**Task to carry out:**
For the entries below, report the number of lines containing "Format", without any other content.
* * *
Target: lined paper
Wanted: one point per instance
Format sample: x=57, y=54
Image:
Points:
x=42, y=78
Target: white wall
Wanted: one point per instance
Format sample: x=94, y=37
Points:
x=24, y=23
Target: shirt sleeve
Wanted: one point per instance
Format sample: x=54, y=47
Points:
* * *
**Answer for this exercise:**
3